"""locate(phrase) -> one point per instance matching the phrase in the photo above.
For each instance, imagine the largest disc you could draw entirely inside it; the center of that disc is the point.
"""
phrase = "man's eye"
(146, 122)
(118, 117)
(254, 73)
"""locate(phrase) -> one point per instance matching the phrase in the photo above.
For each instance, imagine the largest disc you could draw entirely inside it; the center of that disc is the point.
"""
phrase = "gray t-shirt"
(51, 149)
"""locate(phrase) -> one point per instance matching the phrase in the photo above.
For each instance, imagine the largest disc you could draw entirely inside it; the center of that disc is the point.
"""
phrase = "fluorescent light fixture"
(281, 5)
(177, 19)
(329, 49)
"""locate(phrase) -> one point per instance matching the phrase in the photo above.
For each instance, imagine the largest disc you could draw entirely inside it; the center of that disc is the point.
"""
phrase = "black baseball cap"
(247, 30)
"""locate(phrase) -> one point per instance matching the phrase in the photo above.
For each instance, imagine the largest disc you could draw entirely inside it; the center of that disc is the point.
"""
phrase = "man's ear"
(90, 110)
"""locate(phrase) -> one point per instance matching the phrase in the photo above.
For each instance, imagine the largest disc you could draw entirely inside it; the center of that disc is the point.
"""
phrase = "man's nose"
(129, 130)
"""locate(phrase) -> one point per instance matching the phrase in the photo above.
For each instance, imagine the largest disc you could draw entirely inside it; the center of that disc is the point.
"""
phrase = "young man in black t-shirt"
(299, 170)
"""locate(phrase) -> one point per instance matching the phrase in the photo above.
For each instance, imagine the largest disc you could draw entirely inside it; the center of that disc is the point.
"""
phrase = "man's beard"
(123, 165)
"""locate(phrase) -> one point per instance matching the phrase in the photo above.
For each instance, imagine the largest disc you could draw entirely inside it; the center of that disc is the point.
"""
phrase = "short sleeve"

|---|

* **Your goal**:
Take the listing above and write it out again exactly.

* **Exercise answer**:
"""locate(phrase) -> one point per instance matching the phrase in the photo above.
For each instance, imagine the largest disc you could draw entirely inside it; the center of that disc is the point.
"""
phrase = "man's eye"
(146, 122)
(118, 117)
(254, 73)
"""locate(phrase) -> one point per instance matching the phrase in the photo above.
For each instance, imagine the largest disc you could draw entirely inside it; the center of that disc is the point.
"""
phrase = "gray t-shirt"
(51, 149)
"""locate(phrase) -> one point per instance matching the phrase in the photo above.
For each instance, imagine the largest disc you could draw entirely inside it; the center of that disc is the point.
"""
phrase = "fluorescent light fixture"
(281, 5)
(177, 19)
(329, 49)
"""locate(phrase) -> one point per instance matching the phrase in the photo above.
For each instance, imagine the largest disc you could draw entirely inside it; the center of that disc is the point.
"""
phrase = "black baseball cap"
(247, 30)
"""locate(phrase) -> one point per instance matching the phrase in the photo above.
For each instance, imagine the largest disc you could draw entirely inside it; the center of that disc is the point.
"""
phrase = "man's ear"
(90, 110)
"""locate(phrase) -> one point per instance matching the phrase in the photo above.
For each instance, imagine the largest disc you could draw entirely inside it; the center of that disc is the point.
"""
phrase = "man's nose"
(129, 130)
"""locate(phrase) -> one point per instance matching the phrase in the photo above.
For each instance, imagine the largest disc you could draw entirely inside it; the center of that disc is the point.
"""
phrase = "young man in black t-shirt"
(299, 170)
"""locate(phrase) -> one point per instance matching the phrase in the photo above.
For each instance, imagine the largest disc you could draw entirely inside it; the center of that disc is the point.
"""
phrase = "man's beard"
(123, 165)
"""locate(phrase) -> one point per instance matching the phrase in the photo above.
For each instance, imagine the largest disc you could draw entirely inside it; the center of that disc is the point.
"""
phrase = "short sleeve"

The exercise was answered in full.